Text extract.

..............................

Besides the usual rollout of comics news, the New York Comic-Con also presented an award for a comics great, a memorial for one just passed, and a preview of an eagerly awaited movie.

On Thursday night, Stan Lee, co-creator of the classic Marvel superheroes of the 1960s, was presented with the convention’s first “New York Comics Legends Award” at an exclusive party at the Virgin Megastore in Times Square. Befitting Lee’s stature in the medium. it took not one but three speakers to introduce him: comics writer Peter David, Virgin Comics CEO Sharad Devarajan, and Marvel editor in chief Joe Quesada. (Surely not coincidentally, it was announced during this same weekend that Lee would be editing and overseeing a new line of superhero series for Virgin Comics.)

This award is intended to honor New Yorkers who have made major contributions to the comics medium. Though he has long been based in Los Angeles, Lee was born in New York City and grew up there, and it was in New York that he did his groundbreaking work at Marvel. In his speech David declared that “truth above all is his [Lee’s] major contribution to comics.” For example, David explained, “Stan gave us heroes with problems that we could relate to: sick relatives, girlfriend trouble, money trouble.” Another example, he continued, was setting most of the classic Marvel series in New York. “You want truth? It doesn’t get truer than New York City." Lee, he continued, didn’t set his stories in “made-up places—not Smallville or Metropolis or Gotham City or Los Angeles!”

Noting that Lee had co-created so many world-famous characters, Quesada kidded him by running down a list of some of Lee’s lesser lights, like the Porcupine, the Living Eraser, and the monster Googam. Son of Goom. But Quesada concluded that “Stan’s greatest creation is Stan Lee,” the persona that he devised for himself, which Quesada compared to P, T. Barnum. “Thank you for being Stan Lee.”

..............................

Listed records.
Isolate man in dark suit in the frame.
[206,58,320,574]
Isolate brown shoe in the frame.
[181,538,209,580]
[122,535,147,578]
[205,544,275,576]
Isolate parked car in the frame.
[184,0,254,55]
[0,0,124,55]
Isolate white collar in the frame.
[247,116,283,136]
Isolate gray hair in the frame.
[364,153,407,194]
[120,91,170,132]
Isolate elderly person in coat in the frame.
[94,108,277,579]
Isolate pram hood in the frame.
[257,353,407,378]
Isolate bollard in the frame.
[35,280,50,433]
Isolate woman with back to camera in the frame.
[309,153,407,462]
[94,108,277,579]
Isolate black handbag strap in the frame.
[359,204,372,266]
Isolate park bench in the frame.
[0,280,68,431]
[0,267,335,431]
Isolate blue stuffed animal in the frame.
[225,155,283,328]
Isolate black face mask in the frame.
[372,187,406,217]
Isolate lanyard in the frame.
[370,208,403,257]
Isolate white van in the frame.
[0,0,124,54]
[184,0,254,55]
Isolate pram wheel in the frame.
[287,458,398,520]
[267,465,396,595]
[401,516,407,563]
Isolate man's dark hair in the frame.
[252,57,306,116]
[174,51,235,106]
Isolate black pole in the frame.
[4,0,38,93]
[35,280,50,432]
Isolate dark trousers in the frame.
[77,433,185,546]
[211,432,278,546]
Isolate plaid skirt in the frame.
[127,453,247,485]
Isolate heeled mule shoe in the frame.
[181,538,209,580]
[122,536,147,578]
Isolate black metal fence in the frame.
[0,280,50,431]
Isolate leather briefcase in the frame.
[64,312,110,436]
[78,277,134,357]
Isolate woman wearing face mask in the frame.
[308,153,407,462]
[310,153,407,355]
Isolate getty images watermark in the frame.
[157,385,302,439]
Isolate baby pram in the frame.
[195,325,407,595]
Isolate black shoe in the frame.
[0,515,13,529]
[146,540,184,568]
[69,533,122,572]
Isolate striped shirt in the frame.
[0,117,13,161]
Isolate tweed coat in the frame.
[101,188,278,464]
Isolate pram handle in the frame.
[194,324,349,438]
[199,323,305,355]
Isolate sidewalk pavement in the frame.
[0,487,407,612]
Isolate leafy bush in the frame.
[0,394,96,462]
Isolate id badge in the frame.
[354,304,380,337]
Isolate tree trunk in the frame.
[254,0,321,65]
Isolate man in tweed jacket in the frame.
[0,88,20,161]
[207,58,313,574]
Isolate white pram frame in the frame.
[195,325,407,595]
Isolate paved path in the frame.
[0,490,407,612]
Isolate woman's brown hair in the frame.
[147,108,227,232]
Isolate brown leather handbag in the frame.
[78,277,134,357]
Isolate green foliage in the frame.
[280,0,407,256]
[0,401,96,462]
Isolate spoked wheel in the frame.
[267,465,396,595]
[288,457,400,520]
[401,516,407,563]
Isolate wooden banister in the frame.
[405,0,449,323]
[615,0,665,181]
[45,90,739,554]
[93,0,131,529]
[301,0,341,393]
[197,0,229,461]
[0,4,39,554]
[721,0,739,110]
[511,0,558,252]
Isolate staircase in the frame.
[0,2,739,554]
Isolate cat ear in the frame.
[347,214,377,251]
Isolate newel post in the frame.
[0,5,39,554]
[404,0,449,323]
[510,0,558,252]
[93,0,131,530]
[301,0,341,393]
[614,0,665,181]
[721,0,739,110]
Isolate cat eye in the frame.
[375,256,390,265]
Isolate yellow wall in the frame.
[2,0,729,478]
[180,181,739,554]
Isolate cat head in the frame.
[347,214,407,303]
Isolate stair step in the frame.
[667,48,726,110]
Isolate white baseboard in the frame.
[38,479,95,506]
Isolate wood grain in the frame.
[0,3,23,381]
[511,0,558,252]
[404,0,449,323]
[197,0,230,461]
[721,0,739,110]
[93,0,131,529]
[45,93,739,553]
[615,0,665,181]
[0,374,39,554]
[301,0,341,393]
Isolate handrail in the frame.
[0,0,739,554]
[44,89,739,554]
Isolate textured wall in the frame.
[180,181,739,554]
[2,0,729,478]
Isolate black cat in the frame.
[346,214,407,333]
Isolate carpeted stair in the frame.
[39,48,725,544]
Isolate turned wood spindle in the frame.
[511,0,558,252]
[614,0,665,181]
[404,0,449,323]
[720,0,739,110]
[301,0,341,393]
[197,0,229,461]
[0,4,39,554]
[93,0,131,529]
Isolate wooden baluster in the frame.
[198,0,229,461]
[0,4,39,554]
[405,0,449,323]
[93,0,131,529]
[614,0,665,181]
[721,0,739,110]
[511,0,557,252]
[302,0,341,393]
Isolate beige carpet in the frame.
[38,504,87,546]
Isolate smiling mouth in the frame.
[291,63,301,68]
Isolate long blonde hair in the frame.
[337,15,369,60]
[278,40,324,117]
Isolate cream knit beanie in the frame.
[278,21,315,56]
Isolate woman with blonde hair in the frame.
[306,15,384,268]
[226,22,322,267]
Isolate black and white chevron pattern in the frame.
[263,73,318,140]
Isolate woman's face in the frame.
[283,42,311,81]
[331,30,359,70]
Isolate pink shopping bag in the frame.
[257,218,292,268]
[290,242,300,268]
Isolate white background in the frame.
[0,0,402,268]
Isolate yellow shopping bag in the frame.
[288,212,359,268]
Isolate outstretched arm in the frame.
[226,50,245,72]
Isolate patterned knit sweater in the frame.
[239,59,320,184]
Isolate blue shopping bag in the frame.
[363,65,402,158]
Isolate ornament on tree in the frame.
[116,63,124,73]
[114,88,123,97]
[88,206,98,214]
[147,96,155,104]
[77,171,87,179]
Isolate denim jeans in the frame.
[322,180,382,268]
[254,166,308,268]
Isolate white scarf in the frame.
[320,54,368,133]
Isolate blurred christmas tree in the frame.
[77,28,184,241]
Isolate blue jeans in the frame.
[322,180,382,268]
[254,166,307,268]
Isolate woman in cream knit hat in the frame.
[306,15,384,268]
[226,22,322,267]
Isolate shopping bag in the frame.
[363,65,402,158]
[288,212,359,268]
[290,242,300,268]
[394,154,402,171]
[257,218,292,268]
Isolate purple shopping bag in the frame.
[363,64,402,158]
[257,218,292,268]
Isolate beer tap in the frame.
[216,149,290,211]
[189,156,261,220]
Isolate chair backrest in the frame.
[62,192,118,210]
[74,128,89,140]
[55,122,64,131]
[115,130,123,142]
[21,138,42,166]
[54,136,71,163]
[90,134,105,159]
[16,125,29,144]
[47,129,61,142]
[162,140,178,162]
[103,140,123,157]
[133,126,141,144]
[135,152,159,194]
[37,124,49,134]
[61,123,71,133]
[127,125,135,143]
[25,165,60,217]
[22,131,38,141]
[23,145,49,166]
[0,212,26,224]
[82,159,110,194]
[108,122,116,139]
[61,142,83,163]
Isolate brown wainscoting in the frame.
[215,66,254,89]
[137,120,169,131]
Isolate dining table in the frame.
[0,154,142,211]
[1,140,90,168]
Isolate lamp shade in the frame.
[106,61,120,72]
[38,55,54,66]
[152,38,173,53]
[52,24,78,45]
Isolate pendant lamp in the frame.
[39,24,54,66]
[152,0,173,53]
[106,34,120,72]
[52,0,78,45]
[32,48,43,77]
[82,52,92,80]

..............................

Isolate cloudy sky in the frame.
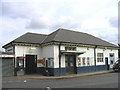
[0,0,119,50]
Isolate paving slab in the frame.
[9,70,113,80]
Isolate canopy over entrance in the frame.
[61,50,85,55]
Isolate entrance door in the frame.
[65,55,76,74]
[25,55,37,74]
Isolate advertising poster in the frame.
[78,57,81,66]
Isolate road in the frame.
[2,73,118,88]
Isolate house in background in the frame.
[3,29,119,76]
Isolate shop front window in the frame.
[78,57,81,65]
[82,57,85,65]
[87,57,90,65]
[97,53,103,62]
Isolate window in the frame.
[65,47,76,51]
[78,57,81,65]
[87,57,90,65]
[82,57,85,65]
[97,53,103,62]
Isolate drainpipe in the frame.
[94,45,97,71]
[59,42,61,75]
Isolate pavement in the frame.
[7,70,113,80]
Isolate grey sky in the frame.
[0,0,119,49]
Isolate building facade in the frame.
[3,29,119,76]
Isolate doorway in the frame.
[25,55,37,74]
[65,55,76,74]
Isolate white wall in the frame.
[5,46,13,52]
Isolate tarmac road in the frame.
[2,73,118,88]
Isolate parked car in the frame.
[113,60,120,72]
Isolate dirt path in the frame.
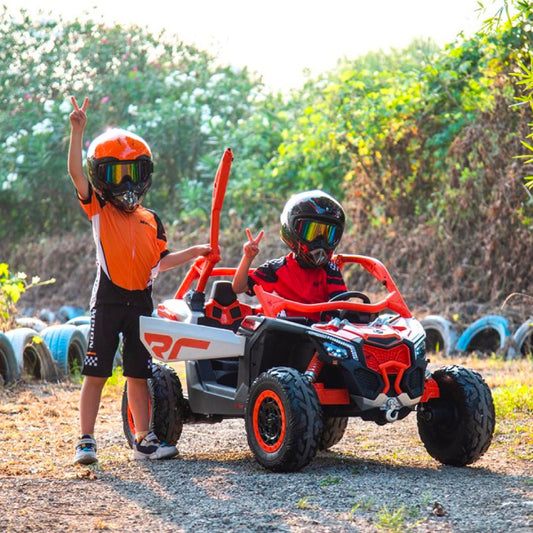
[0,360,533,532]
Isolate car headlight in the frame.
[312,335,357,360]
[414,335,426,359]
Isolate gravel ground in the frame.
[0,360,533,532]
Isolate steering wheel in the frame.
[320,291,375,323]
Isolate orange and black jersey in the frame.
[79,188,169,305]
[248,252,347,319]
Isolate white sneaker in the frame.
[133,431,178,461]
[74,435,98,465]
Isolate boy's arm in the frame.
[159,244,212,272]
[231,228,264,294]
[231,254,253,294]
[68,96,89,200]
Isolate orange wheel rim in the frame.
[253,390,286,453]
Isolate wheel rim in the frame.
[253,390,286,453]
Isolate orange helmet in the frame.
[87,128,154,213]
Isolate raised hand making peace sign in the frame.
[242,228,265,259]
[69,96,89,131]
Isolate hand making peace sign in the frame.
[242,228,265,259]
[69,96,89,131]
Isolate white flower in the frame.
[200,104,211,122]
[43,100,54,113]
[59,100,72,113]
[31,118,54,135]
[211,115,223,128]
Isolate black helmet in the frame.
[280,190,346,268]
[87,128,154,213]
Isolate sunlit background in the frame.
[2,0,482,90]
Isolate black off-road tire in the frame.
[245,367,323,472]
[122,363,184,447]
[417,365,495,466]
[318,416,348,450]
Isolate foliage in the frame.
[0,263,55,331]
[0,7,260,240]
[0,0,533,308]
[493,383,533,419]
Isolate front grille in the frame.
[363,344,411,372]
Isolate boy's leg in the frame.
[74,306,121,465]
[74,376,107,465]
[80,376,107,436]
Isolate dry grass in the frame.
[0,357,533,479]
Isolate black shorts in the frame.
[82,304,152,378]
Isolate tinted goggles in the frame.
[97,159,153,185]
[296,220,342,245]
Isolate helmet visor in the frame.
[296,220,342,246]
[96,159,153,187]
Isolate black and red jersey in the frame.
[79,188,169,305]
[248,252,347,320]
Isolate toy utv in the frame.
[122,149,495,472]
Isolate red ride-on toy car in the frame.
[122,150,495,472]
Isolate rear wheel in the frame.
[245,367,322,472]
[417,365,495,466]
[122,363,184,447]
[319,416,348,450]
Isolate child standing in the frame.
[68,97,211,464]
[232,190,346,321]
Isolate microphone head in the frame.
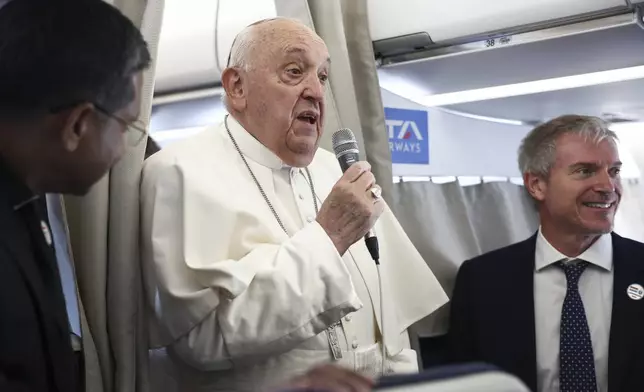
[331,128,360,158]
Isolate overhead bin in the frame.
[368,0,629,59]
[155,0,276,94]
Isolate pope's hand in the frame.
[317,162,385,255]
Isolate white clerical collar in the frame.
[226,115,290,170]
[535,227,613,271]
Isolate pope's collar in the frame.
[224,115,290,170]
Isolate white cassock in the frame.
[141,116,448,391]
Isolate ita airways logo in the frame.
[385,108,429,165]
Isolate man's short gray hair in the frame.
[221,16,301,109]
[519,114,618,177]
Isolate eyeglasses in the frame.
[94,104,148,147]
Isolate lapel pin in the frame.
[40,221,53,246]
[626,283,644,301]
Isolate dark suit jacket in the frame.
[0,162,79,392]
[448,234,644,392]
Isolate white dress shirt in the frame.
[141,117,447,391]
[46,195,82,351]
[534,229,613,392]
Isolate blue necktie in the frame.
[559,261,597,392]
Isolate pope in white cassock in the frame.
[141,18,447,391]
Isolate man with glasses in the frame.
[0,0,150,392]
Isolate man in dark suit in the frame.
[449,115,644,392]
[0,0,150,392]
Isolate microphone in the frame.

..............................

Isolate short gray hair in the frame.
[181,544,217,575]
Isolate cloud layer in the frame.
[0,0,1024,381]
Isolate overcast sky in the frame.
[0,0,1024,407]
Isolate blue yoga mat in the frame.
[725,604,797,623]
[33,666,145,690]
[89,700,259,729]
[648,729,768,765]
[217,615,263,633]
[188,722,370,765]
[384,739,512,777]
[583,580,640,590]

..............................

Written problem 1.
Print the section of the Stan Lee article that opens with the words containing "Besides the usual" and closes with "eagerly awaited movie.".
Written problem 2.
Proceed with the Stan Lee article from the point where it stops.
The entries have no role in any of this.

Exercise answer 1.
Besides the usual rollout of comics news, the New York Comic-Con also presented an award for a comics great, a memorial for one just passed, and a preview of an eagerly awaited movie.

Exercise answer 2.
Finally, as Spider-Man 3 played on videoscreens nearby, Stan Lee himself rose and accepted the award. As his fans would expect, Lee took neither the award nor himself too seriously. “You want to hold that?” he asked, passing the award to another person on the platform. In mock annoyance, he complained that Quesada had just badmouthed Googam and even the Porcupine: “One of my greatest creations! I’m saving him for a movie. I’ll never let Quesada talk about me again.”

As for the award, “I think I’m very grateful for whatever that was,” Lee told his amused audience. “I have to make some explanation to my wife, ‘You traveled three thousand miles for that?’”

Characteristically, Lee took the opportunity to promote his new book, Election Daze (Filsinger Publishing), which—again, surely not coincidentally—was being sold just across the room. Back in the 1960s Lee did books like Monsters to Laugh With, for which he wrote funny word balloons for photographs of movie monsters or golfers or politicians. In “Election Daze” Lee applies the same method to pictures of Barack Obama, Hillary Clinton, John McCain and other current politicians. Lee told the audience that he didn’t want us to buy the book just to make him money; he wants us to read it so we’ll realize, as he put it, “Despite what everyone says, he really IS clever!”

Then Lee told the audience “Thanks a million! You’ve all been wonderful!” But Lee remained a good while longer, moving through the large room, greeting the delighted fans surrounding him.

Steve Gerber Memorial Panel

Saturday morning a memorial tribute was held for Steve Gerber, the writer of comics from Man-Thing and Omega the Unknown at Marvel to Nevada and Hard Time for DC’s Vertigo line, who passed away in February.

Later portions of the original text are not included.